§ Required task: Count the lines in the records below that contain the word "wooden". Reply with the number alone.

Excerpts from a pointing dataset:
◆ ◆ ◆

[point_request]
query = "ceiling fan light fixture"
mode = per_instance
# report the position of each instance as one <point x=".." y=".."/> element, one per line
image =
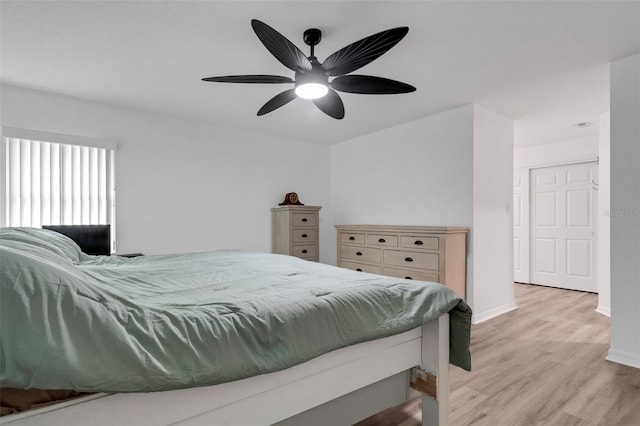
<point x="311" y="90"/>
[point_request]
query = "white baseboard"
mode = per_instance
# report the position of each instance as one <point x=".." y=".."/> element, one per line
<point x="492" y="313"/>
<point x="625" y="358"/>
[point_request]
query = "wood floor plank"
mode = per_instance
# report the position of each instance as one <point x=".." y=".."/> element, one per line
<point x="542" y="364"/>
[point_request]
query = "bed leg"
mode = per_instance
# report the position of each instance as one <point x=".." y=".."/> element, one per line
<point x="435" y="360"/>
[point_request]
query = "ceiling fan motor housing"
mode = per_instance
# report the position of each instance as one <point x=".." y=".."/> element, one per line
<point x="312" y="36"/>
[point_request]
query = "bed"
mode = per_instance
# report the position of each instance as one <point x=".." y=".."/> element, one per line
<point x="226" y="337"/>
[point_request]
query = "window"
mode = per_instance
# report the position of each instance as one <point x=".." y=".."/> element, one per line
<point x="53" y="179"/>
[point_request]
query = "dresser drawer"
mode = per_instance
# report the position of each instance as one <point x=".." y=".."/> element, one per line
<point x="412" y="259"/>
<point x="382" y="240"/>
<point x="351" y="238"/>
<point x="309" y="220"/>
<point x="361" y="267"/>
<point x="304" y="235"/>
<point x="428" y="243"/>
<point x="305" y="250"/>
<point x="364" y="254"/>
<point x="411" y="275"/>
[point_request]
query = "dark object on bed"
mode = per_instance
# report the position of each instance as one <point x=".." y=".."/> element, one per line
<point x="92" y="239"/>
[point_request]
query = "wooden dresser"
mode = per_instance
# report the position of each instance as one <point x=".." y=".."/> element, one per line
<point x="426" y="253"/>
<point x="294" y="231"/>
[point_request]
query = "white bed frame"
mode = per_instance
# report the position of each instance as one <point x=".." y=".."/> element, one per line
<point x="352" y="383"/>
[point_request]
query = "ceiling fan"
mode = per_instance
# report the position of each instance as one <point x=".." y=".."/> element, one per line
<point x="312" y="77"/>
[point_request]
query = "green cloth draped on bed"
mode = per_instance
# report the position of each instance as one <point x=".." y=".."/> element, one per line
<point x="100" y="323"/>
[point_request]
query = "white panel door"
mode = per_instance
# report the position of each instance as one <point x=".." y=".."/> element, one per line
<point x="521" y="226"/>
<point x="564" y="226"/>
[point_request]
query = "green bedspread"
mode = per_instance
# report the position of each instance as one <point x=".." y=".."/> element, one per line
<point x="99" y="323"/>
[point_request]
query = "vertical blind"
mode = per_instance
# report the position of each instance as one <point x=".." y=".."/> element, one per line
<point x="58" y="184"/>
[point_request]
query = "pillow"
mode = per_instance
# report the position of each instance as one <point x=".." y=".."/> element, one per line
<point x="51" y="241"/>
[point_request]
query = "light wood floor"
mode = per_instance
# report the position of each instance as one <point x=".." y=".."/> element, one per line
<point x="542" y="364"/>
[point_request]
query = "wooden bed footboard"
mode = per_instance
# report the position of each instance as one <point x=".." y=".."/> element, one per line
<point x="341" y="387"/>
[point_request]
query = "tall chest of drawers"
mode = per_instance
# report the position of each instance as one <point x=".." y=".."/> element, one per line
<point x="295" y="231"/>
<point x="426" y="253"/>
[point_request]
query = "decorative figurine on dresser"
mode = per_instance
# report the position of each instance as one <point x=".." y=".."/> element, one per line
<point x="294" y="228"/>
<point x="427" y="253"/>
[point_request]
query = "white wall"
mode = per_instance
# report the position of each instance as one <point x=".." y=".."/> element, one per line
<point x="184" y="185"/>
<point x="625" y="211"/>
<point x="429" y="172"/>
<point x="604" y="220"/>
<point x="492" y="240"/>
<point x="550" y="154"/>
<point x="418" y="173"/>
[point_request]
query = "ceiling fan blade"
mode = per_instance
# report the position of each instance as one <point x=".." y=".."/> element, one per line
<point x="362" y="52"/>
<point x="258" y="78"/>
<point x="331" y="104"/>
<point x="277" y="101"/>
<point x="284" y="51"/>
<point x="369" y="85"/>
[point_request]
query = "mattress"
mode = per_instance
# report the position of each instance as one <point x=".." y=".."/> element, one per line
<point x="111" y="324"/>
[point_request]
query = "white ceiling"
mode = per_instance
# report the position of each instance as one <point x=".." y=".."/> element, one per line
<point x="542" y="63"/>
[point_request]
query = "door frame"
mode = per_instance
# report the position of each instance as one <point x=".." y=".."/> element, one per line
<point x="524" y="276"/>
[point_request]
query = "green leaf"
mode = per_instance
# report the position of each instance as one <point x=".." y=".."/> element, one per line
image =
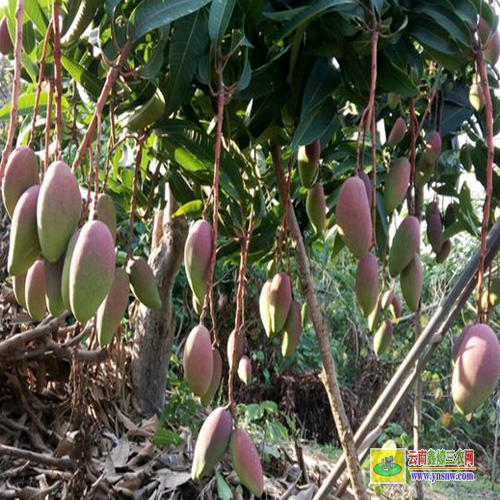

◆ ◆ ◆

§ Response: 2